BLOC DE TEXTE:
◆ ◆ ◆ ◆ ◆
Il a révélé que 81 % des décès de la COVID-19 au Canada sont survenus dans des foyers de soins de longue durée, bien plus que ce qui est rapporté dans des pays comparables, notamment 31 % aux États-Unis, 28 % en Australie et 66 % en Espagne.

Les auteurs soutiennent que les établissements canadiens ont permis une chute des ratios personnel-patient et ont fait de plus en plus place à une main-d’œuvre non réglementée au cours des dernières années, même si les patients vivent plus longtemps avec des maladies qui nécessitent des soins de plus en plus complexes, comme la démence.

« Nous ne réglementons pas (ces préposés aux bénéficiaires et préposés aux services de soutien à la personne) et nous n’imposons pas uniformément au pays de normes de scolarisation ou de normes de formation continue à ces travailleurs. Bien qu’ils soient en contact quotidien avec les résidents, ils prennent rarement part aux décisions sur les soins fournis aux résidents et participent rarement aux réunions avec les familles », indique le rapport, qui note que beaucoup de ces travailleurs déclarent être surchargés de travail et souffrir de taux élevés d’épuisement professionnel.

En revanche, la proportion d’infirmières autorisées a diminué et de nombreux résidents n’ont pas accès à des soins complets, y compris des soins médicaux, des thérapies et d’autres services de santé et sociaux, même si les besoins sont plus importants qu’auparavant.

Le rapport affirme que les autorités n’ont pas su écouter les voix des résidents des établissements de soins de longue durée et de ceux qui s’occupent d’eux — les deux groupes étant majoritairement composés de femmes. Les femmes sont également plus susceptibles d’être les soignantes non rémunérées qui sont de plus en plus appelées à combler les lacunes du système, ont déclaré les auteurs.

Les foyers de soins de longue durée étaient particulièrement vulnérables à la COVID-19, associant une base de patients déjà malades à une nouvelle maladie pour laquelle personne n’a d’immunité, indique le rapport. Les établissements au Canada sont souvent plus anciens et disposent de chambres et de salles de bain partagées, ce qui a compliqué la distanciation liée à la COVID-19.

Cependant, le rapport note également que les contrôles de base des infections et les équipements de protection individuelle faisaient souvent défaut et que de nombreux employés travaillaient dans plusieurs établissements, augmentant ainsi les risques de propagation du virus.

« Nous avons le devoir de prendre soin de nos aînés et de corriger la situation — non seulement de résoudre la crise associée à la maladie infectieuse actuelle, mais aussi de réformer le secteur qui a permis à cette crise de causer des ravages aussi dévastateurs qu’évitables », ont écrit les auteurs.
◆ ◆ ◆ ◆ ◆
DONNÉES ENREGISTRÉES:
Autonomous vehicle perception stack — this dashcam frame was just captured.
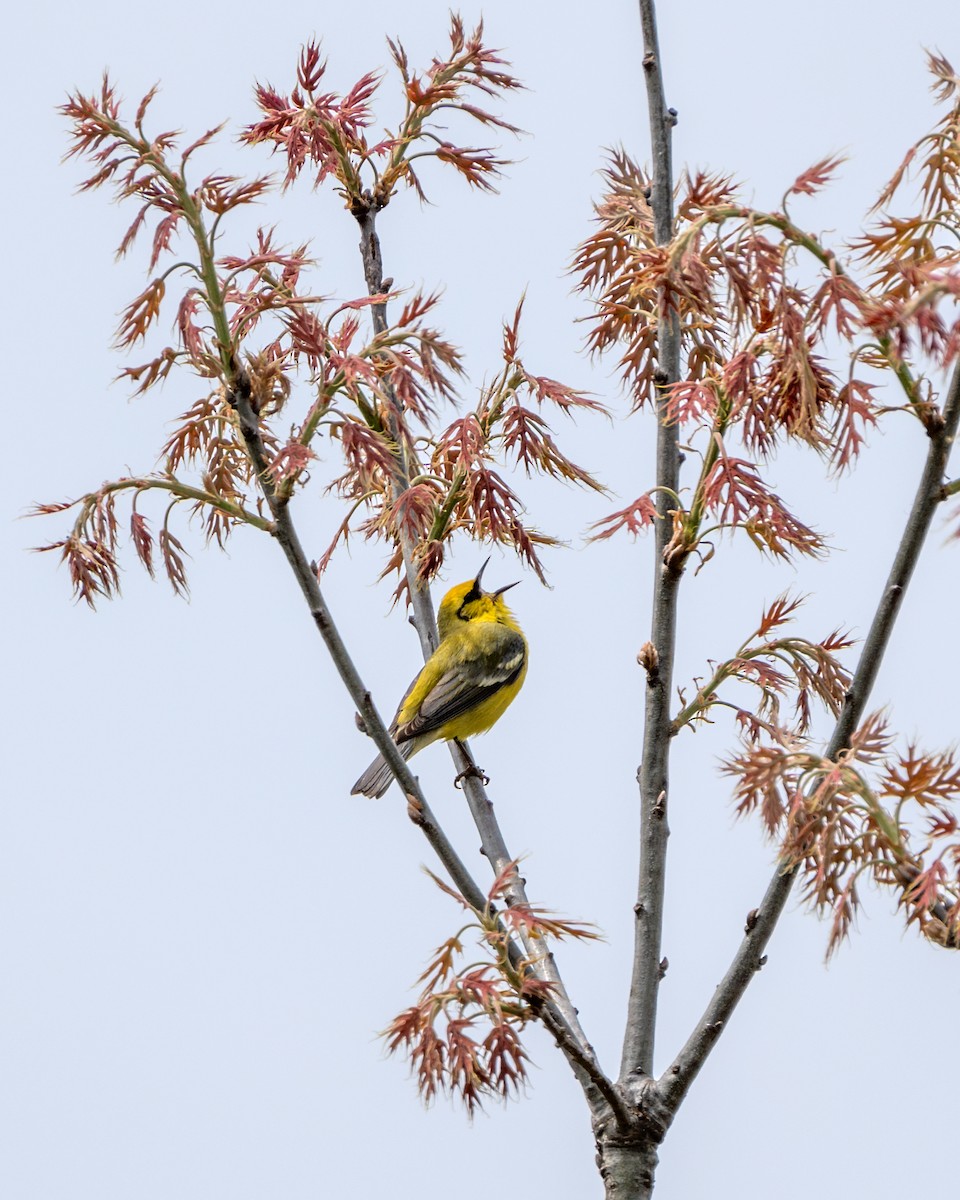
◆ ◆ ◆ ◆ ◆
TRAVAIL À FAIRE:
[a] Relevez chaque pays que le bloc de texte associe à une part des décès de la COVID-19, avec le pourcentage indiqué.
[b] Transcrivez le passage du bloc de texte allant de « En revanche, la » jusqu'à « plus importants qu’auparavant. » inclus.

CORRIGÉ:
[a]
Canada : 81 %
États-Unis : 31 %
Australie : 28 %
Espagne : 66 %

[b]
En revanche, la proportion d’infirmières autorisées a diminué et de nombreux résidents n’ont pas accès à des soins complets, y compris des soins médicaux, des thérapies et d’autres services de santé et sociaux, même si les besoins sont plus importants qu’auparavant.